WRITTEN TASK: Go to the line that contains "of the jersey" and extract it along with every line after it, exactly, through the end of the data below.

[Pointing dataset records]
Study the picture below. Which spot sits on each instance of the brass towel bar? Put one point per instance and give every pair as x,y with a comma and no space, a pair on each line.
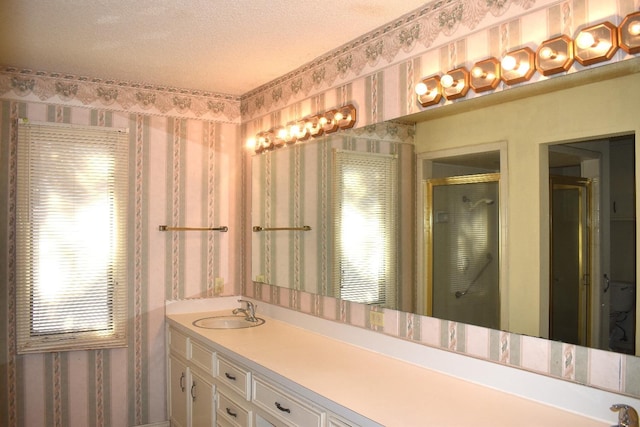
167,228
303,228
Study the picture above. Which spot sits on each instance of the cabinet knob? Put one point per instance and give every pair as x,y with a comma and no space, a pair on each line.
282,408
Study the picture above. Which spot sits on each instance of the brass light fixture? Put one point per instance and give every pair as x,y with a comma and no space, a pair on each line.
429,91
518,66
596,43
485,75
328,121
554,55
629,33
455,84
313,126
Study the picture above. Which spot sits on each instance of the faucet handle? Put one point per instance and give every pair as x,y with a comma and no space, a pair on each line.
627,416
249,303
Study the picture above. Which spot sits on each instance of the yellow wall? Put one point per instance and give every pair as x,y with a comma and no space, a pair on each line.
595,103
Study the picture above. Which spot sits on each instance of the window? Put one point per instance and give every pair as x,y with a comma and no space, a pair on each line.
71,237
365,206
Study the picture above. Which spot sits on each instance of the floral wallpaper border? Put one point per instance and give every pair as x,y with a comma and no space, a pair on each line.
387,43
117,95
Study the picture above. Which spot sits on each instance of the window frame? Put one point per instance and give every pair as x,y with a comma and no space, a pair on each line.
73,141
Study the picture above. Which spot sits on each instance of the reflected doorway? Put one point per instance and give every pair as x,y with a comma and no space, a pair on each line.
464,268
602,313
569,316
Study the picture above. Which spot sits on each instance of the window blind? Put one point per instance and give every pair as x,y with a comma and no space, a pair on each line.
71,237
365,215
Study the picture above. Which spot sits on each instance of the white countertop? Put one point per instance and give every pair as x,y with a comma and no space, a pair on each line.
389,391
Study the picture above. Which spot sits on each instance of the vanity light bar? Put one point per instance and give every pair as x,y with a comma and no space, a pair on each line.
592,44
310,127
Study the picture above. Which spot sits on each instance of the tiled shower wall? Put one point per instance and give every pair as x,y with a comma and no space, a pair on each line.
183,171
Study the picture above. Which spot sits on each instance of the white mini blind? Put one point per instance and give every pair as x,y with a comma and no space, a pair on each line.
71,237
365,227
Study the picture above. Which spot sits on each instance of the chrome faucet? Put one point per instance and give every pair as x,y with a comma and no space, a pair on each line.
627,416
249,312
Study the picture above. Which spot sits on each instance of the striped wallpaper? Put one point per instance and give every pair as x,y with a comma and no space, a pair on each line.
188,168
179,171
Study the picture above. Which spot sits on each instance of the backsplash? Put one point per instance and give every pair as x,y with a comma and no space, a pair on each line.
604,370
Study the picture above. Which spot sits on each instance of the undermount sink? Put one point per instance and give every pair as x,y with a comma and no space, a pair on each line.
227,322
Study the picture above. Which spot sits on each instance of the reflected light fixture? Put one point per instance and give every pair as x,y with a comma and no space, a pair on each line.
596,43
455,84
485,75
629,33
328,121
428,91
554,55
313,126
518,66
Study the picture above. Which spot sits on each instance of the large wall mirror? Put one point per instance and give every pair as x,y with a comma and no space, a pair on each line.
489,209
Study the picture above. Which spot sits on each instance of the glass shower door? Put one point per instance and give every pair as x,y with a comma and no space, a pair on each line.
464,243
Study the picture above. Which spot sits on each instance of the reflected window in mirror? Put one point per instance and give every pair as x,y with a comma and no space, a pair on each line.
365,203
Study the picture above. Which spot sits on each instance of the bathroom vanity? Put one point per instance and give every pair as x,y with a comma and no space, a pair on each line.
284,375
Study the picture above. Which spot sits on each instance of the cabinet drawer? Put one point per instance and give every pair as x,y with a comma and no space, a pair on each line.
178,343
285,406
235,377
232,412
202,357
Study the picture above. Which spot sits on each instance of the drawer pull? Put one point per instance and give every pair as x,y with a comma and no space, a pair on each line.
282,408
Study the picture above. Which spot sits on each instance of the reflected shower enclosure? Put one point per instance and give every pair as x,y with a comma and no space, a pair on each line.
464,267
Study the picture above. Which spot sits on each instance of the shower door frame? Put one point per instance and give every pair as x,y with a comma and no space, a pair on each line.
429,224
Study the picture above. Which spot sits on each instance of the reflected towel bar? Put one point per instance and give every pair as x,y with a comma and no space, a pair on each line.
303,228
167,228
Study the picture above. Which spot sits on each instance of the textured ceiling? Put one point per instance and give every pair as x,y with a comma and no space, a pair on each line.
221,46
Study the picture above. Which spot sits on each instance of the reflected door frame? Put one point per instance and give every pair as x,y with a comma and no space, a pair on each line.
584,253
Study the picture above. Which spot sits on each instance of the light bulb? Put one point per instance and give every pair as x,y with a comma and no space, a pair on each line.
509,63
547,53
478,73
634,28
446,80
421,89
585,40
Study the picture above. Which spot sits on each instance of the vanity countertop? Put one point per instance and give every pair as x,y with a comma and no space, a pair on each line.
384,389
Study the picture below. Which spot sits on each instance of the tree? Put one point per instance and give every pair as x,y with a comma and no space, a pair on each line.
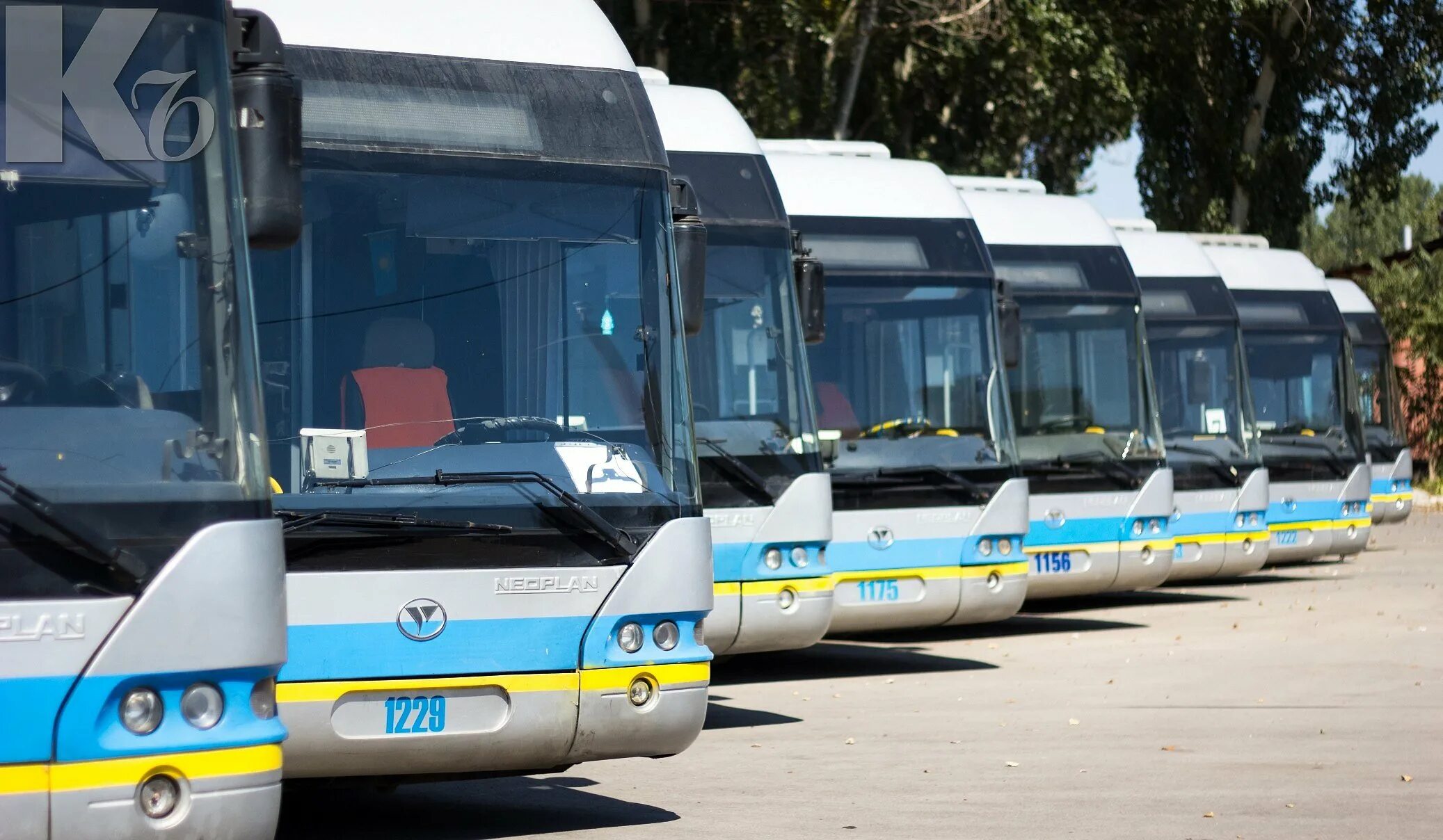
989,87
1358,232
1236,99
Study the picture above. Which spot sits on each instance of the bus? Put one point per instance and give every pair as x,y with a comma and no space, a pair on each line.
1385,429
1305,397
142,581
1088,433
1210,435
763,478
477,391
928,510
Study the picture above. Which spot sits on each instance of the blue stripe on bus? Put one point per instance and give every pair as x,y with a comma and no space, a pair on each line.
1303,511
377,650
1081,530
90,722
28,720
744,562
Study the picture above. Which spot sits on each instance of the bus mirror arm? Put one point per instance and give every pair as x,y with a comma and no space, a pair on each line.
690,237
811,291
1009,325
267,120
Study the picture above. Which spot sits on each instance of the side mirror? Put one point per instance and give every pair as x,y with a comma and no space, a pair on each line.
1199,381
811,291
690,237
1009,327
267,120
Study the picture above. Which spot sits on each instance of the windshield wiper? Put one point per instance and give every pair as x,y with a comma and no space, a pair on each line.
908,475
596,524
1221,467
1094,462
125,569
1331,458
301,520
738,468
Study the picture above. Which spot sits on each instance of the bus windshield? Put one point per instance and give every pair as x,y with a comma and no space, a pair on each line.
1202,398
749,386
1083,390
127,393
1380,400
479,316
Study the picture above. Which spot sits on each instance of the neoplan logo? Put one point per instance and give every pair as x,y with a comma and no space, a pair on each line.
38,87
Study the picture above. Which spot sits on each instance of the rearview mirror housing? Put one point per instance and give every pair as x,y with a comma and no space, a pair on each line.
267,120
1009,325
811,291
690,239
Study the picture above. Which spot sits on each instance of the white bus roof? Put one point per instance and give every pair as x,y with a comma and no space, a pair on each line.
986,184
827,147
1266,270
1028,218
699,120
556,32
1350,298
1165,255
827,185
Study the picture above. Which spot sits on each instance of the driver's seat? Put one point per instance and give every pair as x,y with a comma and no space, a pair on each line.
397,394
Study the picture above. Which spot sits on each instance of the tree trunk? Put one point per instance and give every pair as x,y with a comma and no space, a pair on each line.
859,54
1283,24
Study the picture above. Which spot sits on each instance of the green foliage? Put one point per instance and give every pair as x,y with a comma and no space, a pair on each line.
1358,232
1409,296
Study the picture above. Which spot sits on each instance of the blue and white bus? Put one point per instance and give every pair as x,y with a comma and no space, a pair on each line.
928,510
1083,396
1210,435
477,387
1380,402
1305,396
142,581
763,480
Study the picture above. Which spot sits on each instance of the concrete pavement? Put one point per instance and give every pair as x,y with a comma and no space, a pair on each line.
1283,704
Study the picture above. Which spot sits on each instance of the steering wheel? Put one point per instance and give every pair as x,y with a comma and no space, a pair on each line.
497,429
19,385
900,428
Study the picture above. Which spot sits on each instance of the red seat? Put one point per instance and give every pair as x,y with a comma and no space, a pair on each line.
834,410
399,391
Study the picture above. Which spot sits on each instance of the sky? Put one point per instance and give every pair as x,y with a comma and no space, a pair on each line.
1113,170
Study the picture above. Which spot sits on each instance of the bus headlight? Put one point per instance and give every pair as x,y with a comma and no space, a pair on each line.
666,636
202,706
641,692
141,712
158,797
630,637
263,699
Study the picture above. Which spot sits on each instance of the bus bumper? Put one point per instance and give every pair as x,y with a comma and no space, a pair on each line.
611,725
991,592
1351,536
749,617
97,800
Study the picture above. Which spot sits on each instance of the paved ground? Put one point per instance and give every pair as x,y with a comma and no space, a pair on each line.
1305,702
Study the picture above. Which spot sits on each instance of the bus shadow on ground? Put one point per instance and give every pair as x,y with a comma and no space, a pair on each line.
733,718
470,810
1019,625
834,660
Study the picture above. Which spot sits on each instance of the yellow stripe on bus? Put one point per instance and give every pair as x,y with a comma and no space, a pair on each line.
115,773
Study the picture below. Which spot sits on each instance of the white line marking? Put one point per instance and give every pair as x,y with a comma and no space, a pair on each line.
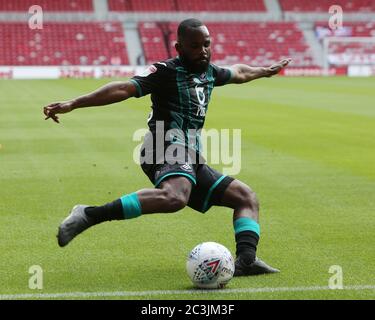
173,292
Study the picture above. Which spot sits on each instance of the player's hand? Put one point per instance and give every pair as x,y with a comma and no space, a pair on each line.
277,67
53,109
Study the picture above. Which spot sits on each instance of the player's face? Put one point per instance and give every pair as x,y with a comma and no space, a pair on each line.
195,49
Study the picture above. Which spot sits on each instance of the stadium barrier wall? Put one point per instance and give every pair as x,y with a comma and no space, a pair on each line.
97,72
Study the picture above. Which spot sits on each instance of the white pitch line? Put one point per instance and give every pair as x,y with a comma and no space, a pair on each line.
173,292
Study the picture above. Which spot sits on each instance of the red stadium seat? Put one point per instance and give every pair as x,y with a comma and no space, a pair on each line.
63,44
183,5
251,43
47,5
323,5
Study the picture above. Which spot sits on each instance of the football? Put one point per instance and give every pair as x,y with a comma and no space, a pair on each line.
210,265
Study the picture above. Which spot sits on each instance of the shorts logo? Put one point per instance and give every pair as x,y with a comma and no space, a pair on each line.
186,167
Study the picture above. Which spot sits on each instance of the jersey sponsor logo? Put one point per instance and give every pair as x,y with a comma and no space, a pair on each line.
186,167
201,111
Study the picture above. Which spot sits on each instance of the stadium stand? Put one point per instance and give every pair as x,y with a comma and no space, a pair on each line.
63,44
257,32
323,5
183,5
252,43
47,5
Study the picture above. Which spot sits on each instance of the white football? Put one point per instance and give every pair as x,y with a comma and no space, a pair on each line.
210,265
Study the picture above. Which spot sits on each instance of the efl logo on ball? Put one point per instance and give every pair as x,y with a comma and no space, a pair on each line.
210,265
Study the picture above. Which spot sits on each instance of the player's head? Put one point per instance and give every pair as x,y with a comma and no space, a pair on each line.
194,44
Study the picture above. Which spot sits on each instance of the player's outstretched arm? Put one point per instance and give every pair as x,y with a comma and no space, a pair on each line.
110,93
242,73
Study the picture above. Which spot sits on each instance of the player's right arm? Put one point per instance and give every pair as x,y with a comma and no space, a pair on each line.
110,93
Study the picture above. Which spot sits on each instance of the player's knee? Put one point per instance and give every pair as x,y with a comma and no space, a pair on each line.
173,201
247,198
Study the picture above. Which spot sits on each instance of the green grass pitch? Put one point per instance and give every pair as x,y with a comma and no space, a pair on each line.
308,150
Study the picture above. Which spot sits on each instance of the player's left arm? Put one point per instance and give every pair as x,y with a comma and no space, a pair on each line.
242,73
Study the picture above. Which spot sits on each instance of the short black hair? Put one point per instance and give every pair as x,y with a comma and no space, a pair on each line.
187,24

EXPECTED ANSWER:
Study the picture above. Which spot sits on each instance of the jersey sponsor logo? Put one point per instance and give every pair as x,y with a comma and no space, a pair on each line.
186,167
201,111
Study the picture above. Which spot sits on each instance of the stadium stand? Put one point per instance and give every pair as x,y with a comma and no space, a pair on each line.
63,44
257,32
323,5
183,5
252,43
47,5
Study the picture above. Which spot sits on each instance of the white football? Put one point per instance and give every pair as x,y with a comma and no space, a pair on each line.
210,265
Study the picture above. Which spot sits on each instance of the efl logo on ball? Put one point per instance and give every pair as x,y with a comma and no space, a pair on each line.
210,265
Study the picture above. Which spot sits on each instance of the player's head? Put one point per instance and give every pair as x,y with a comma and no space, a pair on each line.
194,44
Study the picture above. Which spot sits on each instance of the player's outstretched arm? Put one point per instance and give every pair as x,y with a comma and no space, a pair on each line.
110,93
242,73
Study the picture above. Which spot sits on each instance of the player's right arm? Put one point per instance and give every pair as x,y with a comma and no space, a pair on each line.
110,93
Study the picture above. Which spot sits on each instance of the player's knee? Put one point per instance and give every pair as x,y with a comma and no space, a pair on each line.
173,201
247,198
Study the picture above. Which spot sits on each instance of the green grass pitch? Put one point per instance and give every pair as x,y with a comma and no space, a pair on each line.
308,150
Study the picture above. Which spot sits on each instance of the player's left arm? Put one point per instance and give every pair as x,y with a comma and no space, a pair on each line.
242,73
Study the picture above. Which spot sits on each instance of the short black hair? Put one point per instance and give every pair as x,y with a comma and no space, a pair on each line.
187,24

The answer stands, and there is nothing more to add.